#### WHAT THE TASK REQUIRES
Taking the line with "Target: woman with sunglasses" as the first and the last line of the entries as the final one, copy that span exactly.

Stored data entries
○ ○ ○

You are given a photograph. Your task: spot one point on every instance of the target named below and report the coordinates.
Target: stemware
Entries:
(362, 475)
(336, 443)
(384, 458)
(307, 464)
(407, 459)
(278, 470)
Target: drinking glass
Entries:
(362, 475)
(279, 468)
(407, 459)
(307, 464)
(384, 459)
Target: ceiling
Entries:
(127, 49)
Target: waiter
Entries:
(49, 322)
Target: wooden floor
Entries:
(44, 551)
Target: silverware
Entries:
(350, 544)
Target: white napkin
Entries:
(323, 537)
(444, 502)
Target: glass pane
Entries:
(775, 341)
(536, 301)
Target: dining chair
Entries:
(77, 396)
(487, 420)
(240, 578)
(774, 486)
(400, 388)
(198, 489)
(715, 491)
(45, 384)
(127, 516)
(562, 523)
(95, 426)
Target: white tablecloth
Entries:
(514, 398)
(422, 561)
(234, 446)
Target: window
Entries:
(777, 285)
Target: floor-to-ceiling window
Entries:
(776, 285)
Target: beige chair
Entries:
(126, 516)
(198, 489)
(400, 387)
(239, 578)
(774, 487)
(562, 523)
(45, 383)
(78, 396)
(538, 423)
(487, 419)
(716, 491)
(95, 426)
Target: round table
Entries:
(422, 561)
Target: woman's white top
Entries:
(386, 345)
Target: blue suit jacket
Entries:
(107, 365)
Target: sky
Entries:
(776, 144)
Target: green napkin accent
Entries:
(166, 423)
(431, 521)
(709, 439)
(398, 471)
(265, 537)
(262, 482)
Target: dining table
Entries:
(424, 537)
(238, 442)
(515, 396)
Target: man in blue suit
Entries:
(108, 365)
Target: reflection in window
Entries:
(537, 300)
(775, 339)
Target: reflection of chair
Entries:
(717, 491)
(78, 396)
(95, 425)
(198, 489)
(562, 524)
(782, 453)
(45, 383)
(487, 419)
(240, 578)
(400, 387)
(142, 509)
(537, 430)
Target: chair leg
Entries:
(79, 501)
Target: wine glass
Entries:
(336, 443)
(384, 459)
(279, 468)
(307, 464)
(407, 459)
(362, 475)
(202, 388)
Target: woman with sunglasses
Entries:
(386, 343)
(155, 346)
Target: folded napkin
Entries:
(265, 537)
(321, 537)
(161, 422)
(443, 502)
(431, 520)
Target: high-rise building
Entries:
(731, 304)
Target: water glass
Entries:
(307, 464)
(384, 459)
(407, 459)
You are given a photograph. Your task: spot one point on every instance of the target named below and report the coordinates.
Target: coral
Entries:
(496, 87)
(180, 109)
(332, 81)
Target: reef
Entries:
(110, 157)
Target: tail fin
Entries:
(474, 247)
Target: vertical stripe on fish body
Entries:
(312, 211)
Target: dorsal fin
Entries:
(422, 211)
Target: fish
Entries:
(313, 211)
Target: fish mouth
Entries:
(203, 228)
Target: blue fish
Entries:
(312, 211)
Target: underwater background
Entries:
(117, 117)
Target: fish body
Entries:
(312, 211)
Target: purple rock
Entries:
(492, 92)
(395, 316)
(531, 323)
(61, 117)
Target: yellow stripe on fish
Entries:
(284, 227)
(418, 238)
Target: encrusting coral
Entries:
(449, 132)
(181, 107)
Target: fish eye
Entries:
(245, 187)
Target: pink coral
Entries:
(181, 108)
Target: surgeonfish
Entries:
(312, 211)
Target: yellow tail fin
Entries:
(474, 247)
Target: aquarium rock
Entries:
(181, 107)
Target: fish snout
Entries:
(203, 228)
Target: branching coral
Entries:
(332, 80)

○ ○ ○

#### SOLUTION
Target: woman with sunglasses
Entries:
(386, 343)
(155, 346)
Target: folded napkin
Entries:
(265, 537)
(321, 537)
(161, 422)
(443, 502)
(431, 520)
Target: high-rise building
Entries:
(731, 304)
Target: water glass
Entries:
(307, 464)
(384, 459)
(407, 459)
You are given a photograph. Your task: spot one point on every instance of the target named below and report the coordinates.
Target: coral
Entries:
(496, 87)
(180, 109)
(332, 81)
Target: reef
Entries:
(110, 157)
Target: tail fin
Entries:
(474, 247)
Target: vertical stripe on fish body
Entries:
(312, 211)
Target: dorsal fin
Entries:
(422, 211)
Target: fish
Entries:
(313, 211)
Target: fish mouth
Entries:
(203, 228)
Target: blue fish
Entries:
(312, 211)
Target: underwater background
Entries:
(117, 117)
Target: fish body
Entries:
(312, 211)
Target: purple rock
Entries:
(492, 92)
(395, 316)
(531, 323)
(61, 117)
Target: yellow stripe on fish
Entries:
(284, 227)
(418, 238)
Target: encrusting coral
Entries:
(449, 132)
(181, 107)
Target: fish eye
Entries:
(245, 187)
Target: pink coral
Entries:
(181, 108)
Target: surgeonfish
Entries:
(312, 211)
Target: yellow tail fin
Entries:
(474, 247)
Target: aquarium rock
Entries:
(181, 107)
Target: fish snout
Entries:
(203, 228)
Target: branching coral
Entries:
(332, 80)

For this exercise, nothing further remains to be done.